* QUELLE *
* * * *

Die Welt der bunten Datenbilder: Der ST lernt Bildschirmtext

Der jüngste Hoffnungsschimmer für die DFÜ-Welt aus den zuständigen Amtsstuben betrifft Bildschirmtext, den verhätschelten Farbtupfer im tristen Grau des behördlich genehmigten Datenverkehrs.

Das Jahr 1989 soll dem Bildschirmtext-Dienst zu seinem endgültigen Durchbruch verhelfen. Für den reinen Btx-Benutzer verheißt das nur leicht gestiegene Kosten (z. B. Seitengebühren für Mitteilungsseiten, etc.), die der höhere Bedienungskomfort des Systems und wachsende Qualität des Informations- und Kommunikationsangebotes recht-fertigen. Inzwischen bietet nahezu jede Bank einen Btx-Service zur Kontoführung vom heimischen Schreibtisch aus. Immer mehr Datenbanken sind über Btx zugänglich, Versandhäuser halten ihre Waren feil, bei einigen Reiseveranstaltern können Sie Ihren Urlaub direkt buchen, alle Autoverleiher sind im System vertreten, und auch Ihr ST-Magazin ist über Btx (*640640#) Tag und Nacht ansprechbar.

Wir setzen uns hier jedoch weniger mit dem Angebot im Btx-Netz auseinander als vielmehr mit der Hard- und Software-Technologie zur Btx-Nutzung auf dem Atari ST. Neben der Einführung von preiswerten Btx-Endgeräten plant die Post für dieses Jahr, eine der heiligsten Btx-Kühe zu schlachten, die den offiziellen Zugang der Personal Computer zum Btx-System behinderte: Bisher mußten die sogenannten Btx-Decoder 32 Farben aus einer Palette von 4096 Farben auf dem Bildschirm darstellen können. Btx pfeift Ihnen solche Daten nämlich seitenweise mit 480 x 250 Punkte in 32 Farben per Telefonleitung ins Haus. Ein Spezial-Modem mit Postsegen, das berühmte DBT03, oder ein Btx-fähiger Akustikkoppler, zum Beispiel Dataphon s21-23d, verwandeln die »Flötentöne« legal und normgerecht in Computerdaten. Bis zu den Ausgangsbuchsen von DBT oder Koppler bewegt sich jeder Btx-Anwender in gesetzestreuen Bahnen, was »dahinter kommt«, ist entweder teuer oder verboten.

* * * *

* BEREITGESTELLTE ANGABEN *
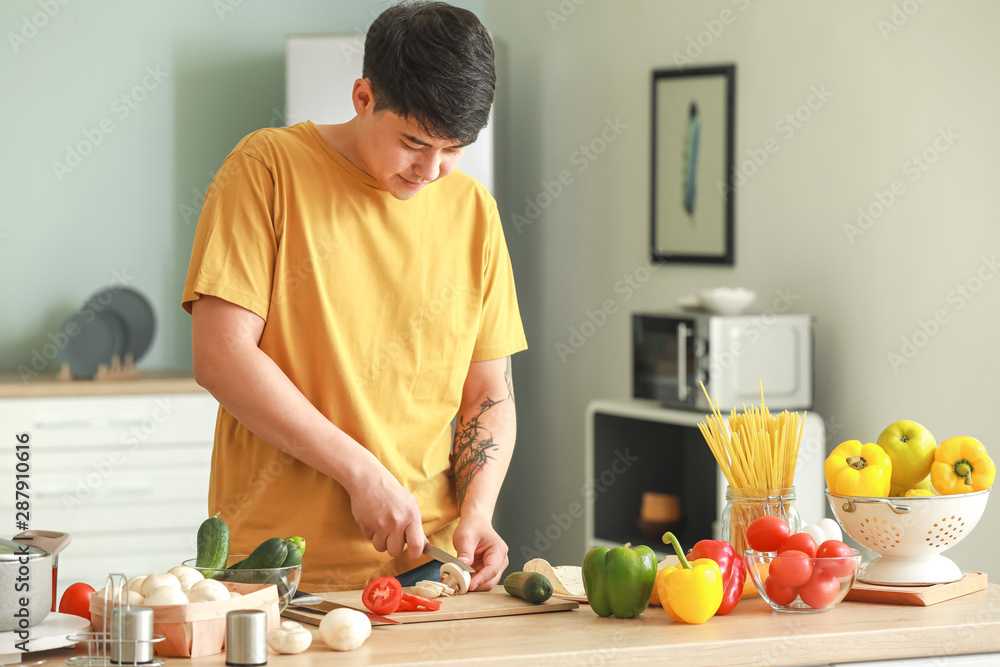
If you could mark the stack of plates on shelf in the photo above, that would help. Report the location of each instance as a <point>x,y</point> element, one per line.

* * * *

* ARBEITSAUFTRAG *
Warum mussten Btx-Decoder laut der Quelle bisher 32 Farben aus einer Palette von 4096 Farben darstellen können? Erkläre das in ein bis drei Sätzen.

* LÖSUNG *
Btx überträgt seine Daten seitenweise mit 480 x 250 Punkten in 32 Farben per Telefonleitung. Deshalb mussten die Decoder diese 32 Farben auf dem Bildschirm wiedergeben können.